Referring expression data
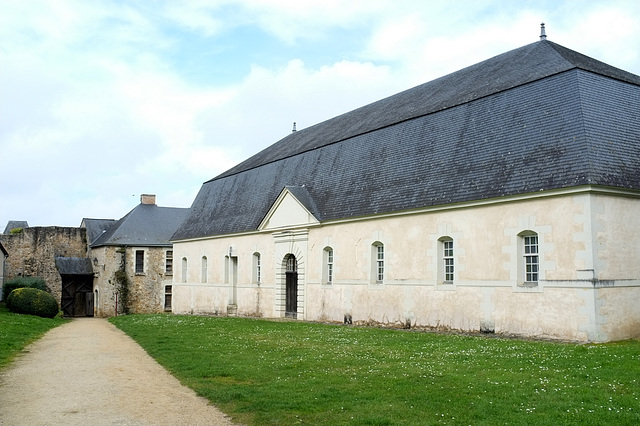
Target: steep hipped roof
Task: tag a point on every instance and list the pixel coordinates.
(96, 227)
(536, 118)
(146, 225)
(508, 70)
...
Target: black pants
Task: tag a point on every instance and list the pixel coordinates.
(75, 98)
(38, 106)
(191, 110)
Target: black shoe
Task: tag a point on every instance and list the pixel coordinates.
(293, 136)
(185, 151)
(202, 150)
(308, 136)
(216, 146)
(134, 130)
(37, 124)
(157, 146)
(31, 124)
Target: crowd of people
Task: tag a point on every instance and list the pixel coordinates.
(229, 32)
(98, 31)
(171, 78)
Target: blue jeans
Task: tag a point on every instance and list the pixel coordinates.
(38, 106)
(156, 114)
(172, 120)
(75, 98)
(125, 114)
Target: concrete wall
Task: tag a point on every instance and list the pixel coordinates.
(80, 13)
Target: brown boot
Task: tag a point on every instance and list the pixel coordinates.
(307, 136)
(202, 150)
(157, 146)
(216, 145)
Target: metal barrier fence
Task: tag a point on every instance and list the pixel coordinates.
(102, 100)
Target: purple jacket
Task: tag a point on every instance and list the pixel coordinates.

Task goal: Output only the count of lines in the data containing "Target".

Final answer: 9